Document text:
Herpes simplex virus (HSV) is a common pathogen with two serotypes: HSV-1 and HSV-2. HSV infection does not pose much of a threat to an immunocompetent host but to an immunocompromised host or a neonate the infection can be fatal. The Enzyme-Linked Virus Inducible System (ELVIS) employs a genetically altered baby hamster kidney (BHK) cell line that allows for the rapid overnight detection of HSV but also includes an immunofluorescent stain for the simultaneous detection and typing of HSV-1 and HSV-2.


To evaluate the ELVIS HSV ID/Typing System in comparison with HSV identification and typing in primary rabbit kidney (PRK) cells grown in shell vials.


Over a period of 6 weeks, 130 specimens were submitted to the diagnostic virology laboratory and cultured for the presence of HSV. Two PRK shell vials and one ELVIS BHK shell vial were inoculated with patient specimen. PRK shell vials were observed for cytopathic effect (CPE) for up to 4 days. When CPE was observed the PRK shell vials were fixed and one shell vial was stained with HSV-1 monoclonal antibody (Mab) and the other was stained with HSV-2 Mab. The coverslips were observed under the fluorescent microscope for specific apple-green fluorescence. The BHK shell vials were incubated overnight, fixed, and stained with galactopyranoside (X-Gal). If blue cells were present, the specimen was positive for HSV. The coverslip was then observed under the fluorescent microscope for the presence of specific apple-green fluorescence, indicating HSV-2. If no specific apple-green stain was observed, the coverslip was stained with a fluorescent conjugated goat anti-mouse IgG to determine the presence of HSV-1.


Of the 130 specimens, PRK shell vials detected 43 positive HSV; 30 were HSV-2 and 13 were HSV-1. The ELVIS BHK shell vials detected 42 positive HSV; 30 were HSV-2 and 12 were HSV-1. One low titer specimen was not identified as being HSV positive. Two specimens were not directly typed by the ELVIS system. One specimen had only one blue cell present and did not show specific staining for either HSV-1 or HSV-2. The other specimen had only five blue cells present and only one fluorescent cell present that was difficult to type. As suggested by the manufacturer's instructions, both specimens that were not directly typed were re-grown overnight from their supernatants and were correctly identified and typed.


The ELVIS HSV ID/Typing System is a rapid, highly specific and sensitive method of overnight HSV detection and typing.

What to do:
1. In the HSV detection abstract, how many specimens did the PRK shell vials detect as HSV positive?
2. Do these statements agree with the HSV detection abstract? (a) PRK shell vials were watched for cytopathic effect for up to 4 days. (b) The ELVIS BHK shell vials identified 13 specimens as HSV-1. (c) The specimens were collected over a period of 6 weeks.
3. Copy out everything in the HSV detection abstract from "Of the 130 specimens, PRK" down to "identified and typed.".
The data that follow have nothing to do with the HSV detection abstract.

Record set:
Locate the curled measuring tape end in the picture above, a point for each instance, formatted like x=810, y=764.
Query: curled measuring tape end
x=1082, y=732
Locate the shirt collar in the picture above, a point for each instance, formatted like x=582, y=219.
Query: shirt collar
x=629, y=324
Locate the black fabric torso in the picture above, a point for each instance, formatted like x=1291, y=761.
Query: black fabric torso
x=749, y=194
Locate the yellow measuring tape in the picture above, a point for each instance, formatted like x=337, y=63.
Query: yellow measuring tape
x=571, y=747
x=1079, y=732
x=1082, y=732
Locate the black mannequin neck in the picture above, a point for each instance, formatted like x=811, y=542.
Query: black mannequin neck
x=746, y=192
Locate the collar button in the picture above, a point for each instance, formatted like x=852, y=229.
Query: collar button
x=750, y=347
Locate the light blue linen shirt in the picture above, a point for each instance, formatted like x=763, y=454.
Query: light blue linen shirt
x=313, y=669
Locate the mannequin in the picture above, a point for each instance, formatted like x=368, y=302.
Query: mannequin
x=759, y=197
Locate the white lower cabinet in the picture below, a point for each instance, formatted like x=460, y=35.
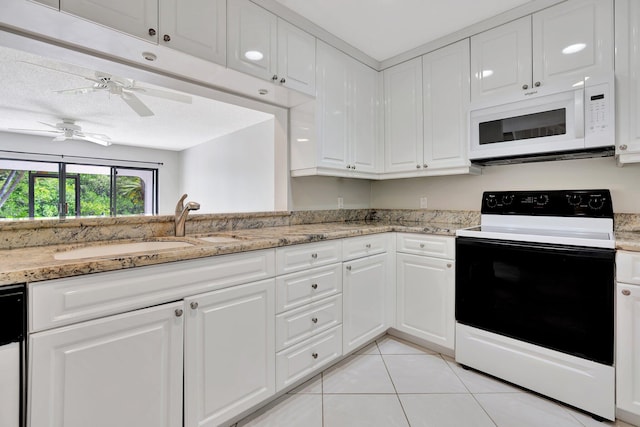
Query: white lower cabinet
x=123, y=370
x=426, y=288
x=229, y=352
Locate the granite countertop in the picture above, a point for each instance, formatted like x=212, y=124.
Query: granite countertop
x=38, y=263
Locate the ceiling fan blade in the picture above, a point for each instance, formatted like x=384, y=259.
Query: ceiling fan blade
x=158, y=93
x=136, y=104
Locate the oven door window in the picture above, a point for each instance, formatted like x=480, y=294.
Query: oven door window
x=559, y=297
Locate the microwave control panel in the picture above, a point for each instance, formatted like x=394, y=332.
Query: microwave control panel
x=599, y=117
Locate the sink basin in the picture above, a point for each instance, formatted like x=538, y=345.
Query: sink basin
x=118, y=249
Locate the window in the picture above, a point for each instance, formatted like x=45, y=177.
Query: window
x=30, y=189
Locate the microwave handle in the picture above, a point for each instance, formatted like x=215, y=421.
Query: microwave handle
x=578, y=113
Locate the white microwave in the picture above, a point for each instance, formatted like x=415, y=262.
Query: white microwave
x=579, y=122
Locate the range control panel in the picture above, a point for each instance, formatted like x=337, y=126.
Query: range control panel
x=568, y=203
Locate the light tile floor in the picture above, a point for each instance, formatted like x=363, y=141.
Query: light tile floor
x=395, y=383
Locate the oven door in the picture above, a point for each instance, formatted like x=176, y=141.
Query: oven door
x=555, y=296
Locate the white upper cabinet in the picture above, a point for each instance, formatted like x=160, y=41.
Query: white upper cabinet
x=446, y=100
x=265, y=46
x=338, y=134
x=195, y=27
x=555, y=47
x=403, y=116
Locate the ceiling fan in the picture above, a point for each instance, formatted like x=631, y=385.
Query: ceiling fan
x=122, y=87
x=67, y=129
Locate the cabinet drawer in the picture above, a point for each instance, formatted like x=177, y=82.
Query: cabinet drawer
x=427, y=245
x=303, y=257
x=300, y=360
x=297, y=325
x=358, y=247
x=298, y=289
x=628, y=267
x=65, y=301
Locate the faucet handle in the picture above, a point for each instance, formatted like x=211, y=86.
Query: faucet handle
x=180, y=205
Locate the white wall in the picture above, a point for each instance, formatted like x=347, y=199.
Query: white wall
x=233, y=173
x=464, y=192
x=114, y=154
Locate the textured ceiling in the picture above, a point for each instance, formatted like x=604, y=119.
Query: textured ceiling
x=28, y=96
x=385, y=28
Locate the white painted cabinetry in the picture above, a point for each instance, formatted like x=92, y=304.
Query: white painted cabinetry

Answers:
1. 43

2.
(a) Yes: "PRK shell vials were observed for cytopathic effect (CPE) for up to 4 days."
(b) No: "The ELVIS BHK shell vials detected 42 positive HSV; 30 were HSV-2 and 12 were HSV-1."
(c) Yes: "Over a period of 6 weeks, 130 specimens were submitted to the diagnostic virology laboratory"

3.
Of the 130 specimens, PRK shell vials detected 43 positive HSV; 30 were HSV-2 and 13 were HSV-1. The ELVIS BHK shell vials detected 42 positive HSV; 30 were HSV-2 and 12 were HSV-1. One low titer specimen was not identified as being HSV positive. Two specimens were not directly typed by the ELVIS system. One specimen had only one blue cell present and did not show specific staining for either HSV-1 or HSV-2. The other specimen had only five blue cells present and only one fluorescent cell present that was difficult to type. As suggested by the manufacturer's instructions, both specimens that were not directly typed were re-grown overnight from their supernatants and were correctly identified and typed.